══ BRANO DA ESAMINARE ══

CULTURA

Padova, la comunità ebraica e l’università

L’incendio avvolge lo spettatore, sviluppandosi su due pareti della sala. Si ha la sensazione di trovarsi dentro le fiamme, le stesse che nel maggio 1943 distrussero la sinagoga tedesca, nel ghetto del centro storico dove oggi si trova il Museo della Padova ebraica, inaugurato nel giugno 2015.

 La video-installazione realizzata dal regista e ricercatore Denis Brotto del Disll, dipartimento di Studi linguisti e letterari dell'università di Padova, si chiude con il fuoco, dopo aver raccontato la storia della comunità ebraica attraverso le esistenze di dieci illustri personaggi legati alla città, interpretati da altrettanti attori, in un viaggio nel tempo che dal Quattrocento arriva ai giorni nostri, utilizzando efficaci e originali soluzioni narrative, visive e sonore. Judah Minz, tra le più eminenti autorità rabbiniche del secolo XV, fondatore della prima accademia rabbinica Yeshivà, Meir Katzenellenbogen, Isaac Abravanel, Samuel David Luzzatto (Shadal), Moshè Chayyim Luzzatto (Ramhal), Moshè David Valle, fino a Leone Romanin Jacur, Giacomo Levi Civita, Leone Wollemborg e Vittorio Polacco. Vite strettamente legate ai luoghi di Padova: dalla sinagoga italiana ai sotterranei dell’ex sinagoga di rito tedesco, dalle corti del ghetto ai cimiteri ebraici, all’ex convitto rabbinico all’università, spazio di integrazione tra differenti culture.

Il museo in via delle Piazze è dedicato alla tradizione e alla cultura ebraiche ed espone contratti matrimoniali, candelabri, testi di preghiera e spartiti musicali provenienti dalla collezione della comunità padovana o da donatori privati, oggetti custoditi ora nelle vetrine di un'unica ampia sala.

═══

## ESPLORA IL MATERIALE
a. Nel testo sulla comunità ebraica di Padova, perché lo spettatore della video-installazione ha la sensazione di trovarsi dentro le fiamme? Rispondi in una o due frasi.
b. Prosegui il testo sulla comunità ebraica di Padova partendo dalla fine del suo ultimo paragrafo.

══ ESTRATTI DEI DATI ══

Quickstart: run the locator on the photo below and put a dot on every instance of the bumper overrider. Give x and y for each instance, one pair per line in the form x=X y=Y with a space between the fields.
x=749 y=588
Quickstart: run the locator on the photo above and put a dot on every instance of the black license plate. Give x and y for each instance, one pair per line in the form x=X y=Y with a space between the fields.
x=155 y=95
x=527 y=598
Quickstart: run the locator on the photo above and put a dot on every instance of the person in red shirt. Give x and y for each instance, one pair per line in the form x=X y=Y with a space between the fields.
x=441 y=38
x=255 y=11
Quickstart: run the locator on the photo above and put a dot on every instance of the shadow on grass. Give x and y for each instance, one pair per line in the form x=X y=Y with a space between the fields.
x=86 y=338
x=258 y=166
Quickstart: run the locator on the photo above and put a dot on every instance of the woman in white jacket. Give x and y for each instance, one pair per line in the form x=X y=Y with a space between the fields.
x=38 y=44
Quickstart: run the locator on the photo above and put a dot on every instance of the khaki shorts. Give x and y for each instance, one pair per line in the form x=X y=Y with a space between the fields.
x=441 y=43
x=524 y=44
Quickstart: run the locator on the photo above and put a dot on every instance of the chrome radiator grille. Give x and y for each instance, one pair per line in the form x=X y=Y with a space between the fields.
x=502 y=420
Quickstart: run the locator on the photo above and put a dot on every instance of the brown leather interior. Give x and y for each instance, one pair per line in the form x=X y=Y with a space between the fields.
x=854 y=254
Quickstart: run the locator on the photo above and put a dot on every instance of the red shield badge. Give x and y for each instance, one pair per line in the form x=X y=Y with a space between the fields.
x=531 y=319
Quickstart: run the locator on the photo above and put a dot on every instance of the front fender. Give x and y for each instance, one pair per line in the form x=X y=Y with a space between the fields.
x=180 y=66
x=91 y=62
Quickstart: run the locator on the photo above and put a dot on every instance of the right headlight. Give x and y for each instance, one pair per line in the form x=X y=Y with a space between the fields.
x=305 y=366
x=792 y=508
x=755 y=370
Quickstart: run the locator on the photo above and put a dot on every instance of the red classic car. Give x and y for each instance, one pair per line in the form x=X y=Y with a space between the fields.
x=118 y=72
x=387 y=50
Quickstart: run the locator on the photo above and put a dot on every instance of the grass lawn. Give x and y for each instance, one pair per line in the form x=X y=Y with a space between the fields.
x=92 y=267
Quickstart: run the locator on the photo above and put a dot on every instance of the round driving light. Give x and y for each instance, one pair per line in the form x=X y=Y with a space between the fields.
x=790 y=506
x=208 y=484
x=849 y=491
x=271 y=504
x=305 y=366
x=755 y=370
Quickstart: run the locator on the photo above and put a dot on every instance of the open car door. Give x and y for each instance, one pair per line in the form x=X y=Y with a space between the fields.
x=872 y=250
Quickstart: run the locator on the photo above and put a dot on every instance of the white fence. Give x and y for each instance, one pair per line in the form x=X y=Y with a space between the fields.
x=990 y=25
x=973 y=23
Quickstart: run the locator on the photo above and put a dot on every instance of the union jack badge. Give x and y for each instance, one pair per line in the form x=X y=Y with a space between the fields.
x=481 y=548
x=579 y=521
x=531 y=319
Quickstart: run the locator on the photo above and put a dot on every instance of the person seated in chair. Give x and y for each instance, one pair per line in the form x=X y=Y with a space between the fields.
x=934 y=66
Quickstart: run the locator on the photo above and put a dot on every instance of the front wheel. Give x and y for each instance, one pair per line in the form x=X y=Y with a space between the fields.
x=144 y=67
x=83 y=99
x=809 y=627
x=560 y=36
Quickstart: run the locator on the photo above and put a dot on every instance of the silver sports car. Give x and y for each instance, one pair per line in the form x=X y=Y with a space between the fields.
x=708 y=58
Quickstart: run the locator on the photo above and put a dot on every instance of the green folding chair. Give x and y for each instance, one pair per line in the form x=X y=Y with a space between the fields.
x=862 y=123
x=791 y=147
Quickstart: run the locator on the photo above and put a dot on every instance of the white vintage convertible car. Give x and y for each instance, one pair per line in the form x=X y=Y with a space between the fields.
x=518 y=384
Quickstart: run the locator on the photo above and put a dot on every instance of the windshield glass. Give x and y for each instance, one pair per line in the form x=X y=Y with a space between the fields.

═══

## RISULTATI DELLE ATTIVITÀ
a. Lo spettatore ha questa sensazione perché l'incendio della video-installazione lo avvolge, sviluppandosi su due pareti della sala. Sono le fiamme che nel maggio 1943 distrussero la sinagoga tedesca nel ghetto.

b.
A partire dal secolo XVI l’università di Padova iniziò ad ammettere alla laurea studenti ebrei, e fu l’unica in Europa, permettendo a ebrei e cristiani di confrontarsi su un piano di semi-eguaglianza anche se, a volte, i giovani ebrei, che studiavano Medicina e al tempo stesso frequentavano i corsi di Talmud alla Yeshivà di Padova, venivano sottoposti a pressioni e costretti a pagare una tassa ai nuovi laureati. Provenienti dalla Germania, dalla Polonia ma anche dal Levante, tra il 1517 e il 1619 furono circa 80 gli ebrei che si laurearono in Medicina, tra il 1619 e il 1721 se ne aggiunsero altri 129.

“Abbiamo deciso di far rivivere rabbini e altre grandi personalità della comunità ebraica che volevamo far conoscere anche ai più giovani – spiega Brotto -. Tra questi, Giacomo Levi Civita, che fu sindaco della città all’inizio del Novecento, e suo figlio Tullio, grande matematico che insegnò a Padova (il dipartimento di Matematica porta il suo nome, ndr). E ancora, Wollemborg, che donò all’ateneo un palazzo in via del Santo, ora sede universitaria, e il rettore Polacco”. E Brotto aggiunge: “È una storia significativa sia per l’università che per la comunità ebraica. Ricordiamoci che l’ateneo padovano fu il primo ad accogliere studenti ebrei”.